● TUGAS A:
Menurut berita tentang sidang korupsi proyek gedung BP2TD Mempawah, berapa besar uang yang diterima M Arif Makawi dari Prayitno?

● TEKS YANG DIBERIKAN:
PONTIANAK – Pengadilan Tindak Pidana Korupsi (Tipikor) Pontianak kembali menggelar sidang perkara dugaan korupsi proyek pembangunan gedung Balai Pendidikan dan Pelatihan Transportasi Darat (BP2TD) Mempawah, Senin (27/3) siang. Sebanyak lima orang saksi dihadirkan dalam sidang tersebut.
Mereka adalah M Arif Makawi, mantan Kabag TU pada Kementerian Perhubungan, Aditya, Hendri Prasetyo, Paris Prima, Kurnia Juprianto, masing-masing selaku panitia lelang. Dalam sidang tersebut, M Arif Makawi menjadi saksi pertama yang diperiksa.
Mantan Kabag Umum pada Kementerian Perhubungan itu dicecer sejumlah pertanyaan, salah satunya terkait aliran uang sebesar Rp 100 juta yang ia terima dari terdakwa Prayitno, selaku Pejabat Pembuat Komitmen (PPK) pada proyek BP2TD Mempawah tersebut.
M Arif mengaku telah menerima uang tersebut. Dikatakannya, uang itu diberikan oleh Prayitno sekitar Desember 2016, dalam bentuk cash yang terbugkus kresek.
“Sekitar Desember 2016, Prayitno datang ke ruangan saya dan memberikan kresek berisi uang. Saya lalu tanya, ini uang apa? Lalu Prayitno mengatakan bahwa itu uang untuk bapak,” beber M Arif, kemarin.
M Arif berasumsi, jika uang tersebut sebagai penganti perjalanan dinas, karena sepanjang tahun 2016, hingga awal 2017, dirinya kerap mewakili pimpinannya, yakni Kepala Pusat Pengembangan SDM untuk membuka rapat evaluasi di berbagai daerah, termasuk di Mempawah.
“Saya berasumsi bahwa uang itu uang perjalanan dinas. Karena selama ini, saya kerap mewakili pimpinan membuka rapat evaluasi pembangunan Gedung BP2TD Mempawah,” katanya.

● Entri identifikasi lokasi:

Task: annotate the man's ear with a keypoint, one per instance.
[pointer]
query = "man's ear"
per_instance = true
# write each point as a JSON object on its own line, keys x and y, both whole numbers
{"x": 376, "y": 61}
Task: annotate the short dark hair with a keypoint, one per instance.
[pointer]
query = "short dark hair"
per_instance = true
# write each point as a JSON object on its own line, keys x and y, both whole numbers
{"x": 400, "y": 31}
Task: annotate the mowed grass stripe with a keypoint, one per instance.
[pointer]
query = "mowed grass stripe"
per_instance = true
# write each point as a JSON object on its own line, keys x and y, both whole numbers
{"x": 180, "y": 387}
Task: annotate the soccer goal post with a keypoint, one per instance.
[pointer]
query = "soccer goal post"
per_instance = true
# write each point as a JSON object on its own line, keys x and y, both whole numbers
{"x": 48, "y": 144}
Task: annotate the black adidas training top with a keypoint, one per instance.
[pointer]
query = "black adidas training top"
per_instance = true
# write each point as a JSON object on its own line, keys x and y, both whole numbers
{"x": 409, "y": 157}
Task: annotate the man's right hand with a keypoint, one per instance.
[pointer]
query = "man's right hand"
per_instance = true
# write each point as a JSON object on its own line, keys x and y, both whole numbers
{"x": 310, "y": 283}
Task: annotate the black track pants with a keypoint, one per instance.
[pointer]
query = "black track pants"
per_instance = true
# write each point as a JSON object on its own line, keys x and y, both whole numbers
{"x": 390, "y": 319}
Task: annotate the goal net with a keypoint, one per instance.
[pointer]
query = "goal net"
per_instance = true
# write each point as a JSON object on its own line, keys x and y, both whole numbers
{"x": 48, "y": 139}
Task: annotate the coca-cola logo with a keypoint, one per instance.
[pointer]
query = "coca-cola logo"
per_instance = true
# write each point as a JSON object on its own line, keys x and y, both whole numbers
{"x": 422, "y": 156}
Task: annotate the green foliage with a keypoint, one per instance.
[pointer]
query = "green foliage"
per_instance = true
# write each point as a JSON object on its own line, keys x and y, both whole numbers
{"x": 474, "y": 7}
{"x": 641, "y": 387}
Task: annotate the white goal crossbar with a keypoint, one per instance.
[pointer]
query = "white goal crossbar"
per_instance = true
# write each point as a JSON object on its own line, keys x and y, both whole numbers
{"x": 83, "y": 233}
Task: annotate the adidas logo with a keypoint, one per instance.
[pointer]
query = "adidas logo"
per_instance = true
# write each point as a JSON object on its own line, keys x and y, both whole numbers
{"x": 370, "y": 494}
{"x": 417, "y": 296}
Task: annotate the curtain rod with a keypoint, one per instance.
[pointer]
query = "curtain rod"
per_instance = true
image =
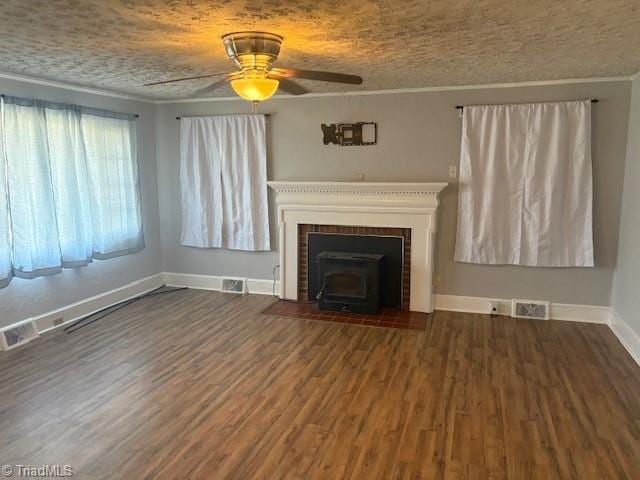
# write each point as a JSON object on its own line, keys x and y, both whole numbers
{"x": 267, "y": 115}
{"x": 461, "y": 107}
{"x": 135, "y": 114}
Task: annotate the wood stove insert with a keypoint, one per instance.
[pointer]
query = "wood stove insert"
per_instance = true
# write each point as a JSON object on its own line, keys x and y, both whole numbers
{"x": 350, "y": 282}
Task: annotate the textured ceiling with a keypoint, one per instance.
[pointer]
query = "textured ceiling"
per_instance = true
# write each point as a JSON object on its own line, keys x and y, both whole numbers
{"x": 119, "y": 45}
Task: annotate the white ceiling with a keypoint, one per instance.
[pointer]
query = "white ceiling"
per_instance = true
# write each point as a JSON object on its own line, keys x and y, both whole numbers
{"x": 120, "y": 45}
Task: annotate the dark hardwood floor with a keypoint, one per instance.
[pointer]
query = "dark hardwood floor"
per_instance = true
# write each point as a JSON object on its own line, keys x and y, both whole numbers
{"x": 200, "y": 385}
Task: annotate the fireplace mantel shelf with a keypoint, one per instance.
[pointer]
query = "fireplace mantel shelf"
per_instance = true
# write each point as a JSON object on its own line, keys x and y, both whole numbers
{"x": 372, "y": 188}
{"x": 360, "y": 204}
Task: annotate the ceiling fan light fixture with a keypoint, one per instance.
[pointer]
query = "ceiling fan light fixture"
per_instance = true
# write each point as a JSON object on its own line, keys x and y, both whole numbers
{"x": 255, "y": 89}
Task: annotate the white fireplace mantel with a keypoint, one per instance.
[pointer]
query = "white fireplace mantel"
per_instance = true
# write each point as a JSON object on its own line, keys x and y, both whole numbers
{"x": 366, "y": 204}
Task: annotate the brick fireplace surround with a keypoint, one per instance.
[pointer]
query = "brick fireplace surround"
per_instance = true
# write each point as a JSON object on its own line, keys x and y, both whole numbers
{"x": 304, "y": 229}
{"x": 351, "y": 207}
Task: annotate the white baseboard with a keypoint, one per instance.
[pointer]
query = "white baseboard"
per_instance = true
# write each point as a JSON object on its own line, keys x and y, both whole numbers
{"x": 71, "y": 313}
{"x": 559, "y": 311}
{"x": 454, "y": 303}
{"x": 214, "y": 282}
{"x": 629, "y": 339}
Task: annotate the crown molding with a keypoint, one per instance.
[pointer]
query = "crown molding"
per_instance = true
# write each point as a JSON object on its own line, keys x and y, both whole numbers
{"x": 536, "y": 83}
{"x": 73, "y": 87}
{"x": 124, "y": 96}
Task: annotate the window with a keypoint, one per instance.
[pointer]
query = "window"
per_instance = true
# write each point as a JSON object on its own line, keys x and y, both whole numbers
{"x": 69, "y": 188}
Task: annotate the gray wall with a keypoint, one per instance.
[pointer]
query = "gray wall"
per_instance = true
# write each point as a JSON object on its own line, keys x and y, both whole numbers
{"x": 419, "y": 136}
{"x": 626, "y": 285}
{"x": 26, "y": 298}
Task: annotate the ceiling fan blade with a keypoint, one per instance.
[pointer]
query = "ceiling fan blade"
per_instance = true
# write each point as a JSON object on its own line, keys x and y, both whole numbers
{"x": 316, "y": 75}
{"x": 292, "y": 87}
{"x": 185, "y": 78}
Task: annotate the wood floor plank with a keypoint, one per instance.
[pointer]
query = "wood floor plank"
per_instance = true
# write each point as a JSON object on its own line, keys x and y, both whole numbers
{"x": 202, "y": 385}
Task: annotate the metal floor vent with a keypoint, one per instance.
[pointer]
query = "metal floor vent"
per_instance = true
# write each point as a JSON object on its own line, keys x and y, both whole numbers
{"x": 16, "y": 335}
{"x": 233, "y": 285}
{"x": 530, "y": 309}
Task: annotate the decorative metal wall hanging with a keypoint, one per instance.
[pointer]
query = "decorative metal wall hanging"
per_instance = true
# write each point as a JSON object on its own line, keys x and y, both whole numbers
{"x": 350, "y": 134}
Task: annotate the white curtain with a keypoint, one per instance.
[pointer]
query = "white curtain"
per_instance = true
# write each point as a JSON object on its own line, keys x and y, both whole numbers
{"x": 525, "y": 192}
{"x": 223, "y": 182}
{"x": 69, "y": 187}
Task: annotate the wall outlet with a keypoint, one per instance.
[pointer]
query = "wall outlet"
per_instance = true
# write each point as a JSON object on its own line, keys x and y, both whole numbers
{"x": 358, "y": 177}
{"x": 494, "y": 308}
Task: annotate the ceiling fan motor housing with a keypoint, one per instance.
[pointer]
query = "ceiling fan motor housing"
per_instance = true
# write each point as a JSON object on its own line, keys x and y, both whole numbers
{"x": 252, "y": 52}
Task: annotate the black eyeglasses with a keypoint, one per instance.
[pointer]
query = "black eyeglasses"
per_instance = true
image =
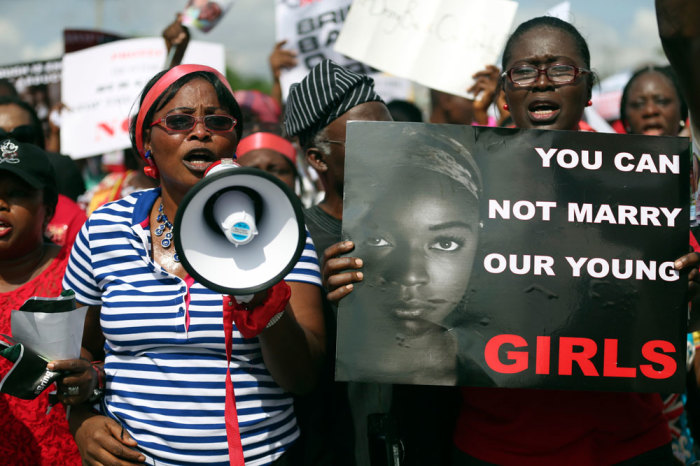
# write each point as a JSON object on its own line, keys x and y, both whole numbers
{"x": 178, "y": 122}
{"x": 333, "y": 141}
{"x": 526, "y": 75}
{"x": 23, "y": 133}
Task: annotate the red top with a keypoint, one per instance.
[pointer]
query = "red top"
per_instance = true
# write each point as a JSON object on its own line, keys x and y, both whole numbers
{"x": 547, "y": 427}
{"x": 66, "y": 222}
{"x": 523, "y": 427}
{"x": 29, "y": 435}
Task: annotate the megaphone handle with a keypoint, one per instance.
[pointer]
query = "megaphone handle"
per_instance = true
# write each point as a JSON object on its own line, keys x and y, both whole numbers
{"x": 244, "y": 298}
{"x": 250, "y": 322}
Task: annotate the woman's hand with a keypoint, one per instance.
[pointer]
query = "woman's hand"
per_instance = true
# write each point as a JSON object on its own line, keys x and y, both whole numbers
{"x": 691, "y": 261}
{"x": 484, "y": 91}
{"x": 339, "y": 273}
{"x": 102, "y": 441}
{"x": 78, "y": 385}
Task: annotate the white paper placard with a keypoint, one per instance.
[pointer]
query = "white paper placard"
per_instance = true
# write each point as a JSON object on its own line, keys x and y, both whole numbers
{"x": 437, "y": 43}
{"x": 54, "y": 335}
{"x": 310, "y": 28}
{"x": 100, "y": 86}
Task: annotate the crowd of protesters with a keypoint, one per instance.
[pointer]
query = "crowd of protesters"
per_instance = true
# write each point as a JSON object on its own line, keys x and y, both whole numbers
{"x": 174, "y": 373}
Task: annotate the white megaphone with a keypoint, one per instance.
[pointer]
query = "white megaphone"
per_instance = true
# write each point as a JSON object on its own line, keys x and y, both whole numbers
{"x": 239, "y": 230}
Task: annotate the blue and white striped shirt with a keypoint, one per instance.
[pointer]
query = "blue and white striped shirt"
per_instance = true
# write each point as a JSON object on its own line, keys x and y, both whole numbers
{"x": 166, "y": 382}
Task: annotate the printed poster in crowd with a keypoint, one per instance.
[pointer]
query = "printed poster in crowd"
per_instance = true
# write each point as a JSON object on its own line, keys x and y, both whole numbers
{"x": 101, "y": 86}
{"x": 38, "y": 83}
{"x": 437, "y": 43}
{"x": 79, "y": 39}
{"x": 502, "y": 257}
{"x": 311, "y": 28}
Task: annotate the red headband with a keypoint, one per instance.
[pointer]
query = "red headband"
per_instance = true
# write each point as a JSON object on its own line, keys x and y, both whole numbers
{"x": 267, "y": 141}
{"x": 160, "y": 87}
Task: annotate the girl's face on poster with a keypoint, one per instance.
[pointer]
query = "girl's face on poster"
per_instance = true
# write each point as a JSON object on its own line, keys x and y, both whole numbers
{"x": 418, "y": 247}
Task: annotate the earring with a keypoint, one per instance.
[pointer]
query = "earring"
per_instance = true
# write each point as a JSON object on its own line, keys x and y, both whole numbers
{"x": 151, "y": 170}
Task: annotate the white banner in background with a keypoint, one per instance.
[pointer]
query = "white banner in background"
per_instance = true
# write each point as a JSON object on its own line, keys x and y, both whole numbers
{"x": 100, "y": 86}
{"x": 437, "y": 43}
{"x": 310, "y": 28}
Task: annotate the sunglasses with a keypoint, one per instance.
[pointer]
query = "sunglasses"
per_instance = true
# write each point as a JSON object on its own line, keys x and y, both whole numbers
{"x": 527, "y": 75}
{"x": 178, "y": 122}
{"x": 23, "y": 133}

● TUGAS B:
Kumpulkan setiap baris dalam catatan yang memuat kata "hanging".

● JAWABAN YANG DIHARAPKAN A:
Rp 100 juta.

● JAWABAN YANG DIHARAPKAN B:
Task: annotate the decorative metal wall hanging with a keypoint, one per instance.
query = "decorative metal wall hanging"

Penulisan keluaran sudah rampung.